TEXT SHOWN ->
┌──

One limitation of wireless networks may be the range of the respective wireless device. For example, the effective range of a wireless device is typically limited by the maximum transmit power allowed for that device. Accordingly, peer devices outside the maximum range of a wireless device may not receive transmissions targeted for the peer devices.

Increasing the maximum transmit power for a given device may not always be an option for extending range since the transmit power of a given device may be restricted by various standards, regulations and/or for safety reasons.

It may thus be desirable to be able to increase the transmit range of a wireless device without increasing its maximum transmit power.

BRIEF DESCRIPTION OF THE DRAWING

Aspects, features and advantages of embodiments of the present invention will become apparent from the following description of the invention in reference to the appended drawing in which like numerals denote like elements and in which:

FIG. 1 is block diagram of a wireless network according to one example implementation for various embodiments of the present invention;

FIG. 2 is a flow chart showing a process of extending range using cooperative diversity according to one embodiment of the present invention; and

FIG. 3 is a block diagram showing an example wireless apparatus according to various aspects of the invention.

DETAILED DESCRIPTION OF THE INVENTION

While the following detailed description may describe example embodiments of the present invention in relation to wireless networks utilizing Orthogonal Frequency Division Multiplexing (OFDM) modulation, the embodiments of present invention are not limited thereto and, for example, can be implemented using other modulation and/or coding schemes where suitably applicable. Further, while example embodiments are described herein in relation to wireless personal area networks (WPANs), the invention is not limited thereto and can be applied to other types of wireless networks where similar advantages may be obtained. Such networks for which inventive embodiments may be applicable specifically include, wireless local area networks (WLANs), wireless metropolitan area networks (WMANs), and/or wireless wide area networks (WWANs) such as cellular networks and the like.

└──

WHAT YOU WILL DO ->
• a. Can you copy the patent excerpt word for word, the stretch from "One limitation of" through "maximum transmit power."?
• b. Which types of wireless network does the patent excerpt name with an abbreviation in parentheses?
• c. Answer these from the patent excerpt:
(i) What typically limits the effective range of a wireless device?
(ii) What does FIG. 2 show?
(iii) Which modulation do the example embodiments in the detailed description use?

RAW DATA ->
┌──

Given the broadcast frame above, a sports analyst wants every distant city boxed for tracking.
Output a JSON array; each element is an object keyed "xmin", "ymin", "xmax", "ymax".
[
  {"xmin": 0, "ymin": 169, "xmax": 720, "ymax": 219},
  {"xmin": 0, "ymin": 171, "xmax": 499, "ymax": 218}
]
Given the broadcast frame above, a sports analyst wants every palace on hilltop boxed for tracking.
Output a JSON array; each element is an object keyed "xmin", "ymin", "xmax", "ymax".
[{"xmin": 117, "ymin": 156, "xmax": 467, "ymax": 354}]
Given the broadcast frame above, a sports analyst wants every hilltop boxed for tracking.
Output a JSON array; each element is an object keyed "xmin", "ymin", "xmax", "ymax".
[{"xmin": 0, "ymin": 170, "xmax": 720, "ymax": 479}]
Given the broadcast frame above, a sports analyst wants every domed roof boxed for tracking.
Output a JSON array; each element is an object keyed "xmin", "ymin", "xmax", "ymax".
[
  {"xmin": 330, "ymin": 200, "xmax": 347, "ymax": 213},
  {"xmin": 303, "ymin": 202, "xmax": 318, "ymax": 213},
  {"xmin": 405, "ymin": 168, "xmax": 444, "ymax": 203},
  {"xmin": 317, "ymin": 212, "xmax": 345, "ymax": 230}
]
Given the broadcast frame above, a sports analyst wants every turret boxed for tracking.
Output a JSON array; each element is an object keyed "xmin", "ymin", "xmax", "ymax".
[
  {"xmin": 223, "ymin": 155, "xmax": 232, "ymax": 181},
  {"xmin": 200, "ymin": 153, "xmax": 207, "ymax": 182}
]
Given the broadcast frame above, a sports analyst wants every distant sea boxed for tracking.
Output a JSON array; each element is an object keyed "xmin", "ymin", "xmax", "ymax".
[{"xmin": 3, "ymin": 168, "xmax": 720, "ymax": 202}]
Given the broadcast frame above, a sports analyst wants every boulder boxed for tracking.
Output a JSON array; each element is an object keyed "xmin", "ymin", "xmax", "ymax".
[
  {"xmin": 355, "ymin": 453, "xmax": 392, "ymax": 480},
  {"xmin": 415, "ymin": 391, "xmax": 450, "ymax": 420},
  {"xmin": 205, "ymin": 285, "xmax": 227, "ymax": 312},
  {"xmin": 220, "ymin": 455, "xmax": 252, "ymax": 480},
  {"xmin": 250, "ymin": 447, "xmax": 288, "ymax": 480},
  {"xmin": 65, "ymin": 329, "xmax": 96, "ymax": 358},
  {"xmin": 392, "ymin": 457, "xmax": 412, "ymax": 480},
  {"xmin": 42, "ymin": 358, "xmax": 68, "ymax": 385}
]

└──

ANSWERS FOR THE TASKS ->
• a.
One limitation of wireless networks may be the range of the respective wireless device. For example, the effective range of a wireless device is typically limited by the maximum transmit power allowed for that device. Accordingly, peer devices outside the maximum range of a wireless device may not receive transmissions targeted for the peer devices.

Increasing the maximum transmit power for a given device may not always be an option for extending range since the transmit power of a given device may be restricted by various standards, regulations and/or for safety reasons.

It may thus be desirable to be able to increase the transmit range of a wireless device without increasing its maximum transmit power.

• b.
Wireless personal area networks (WPANs)
Wireless local area networks (WLANs)
Wireless metropolitan area networks (WMANs)
Wireless wide area networks (WWANs)

• c.
(i) The maximum transmit power allowed for that device.
(ii) A flow chart of a process of extending range using cooperative diversity.
(iii) Orthogonal Frequency Division Multiplexing (OFDM).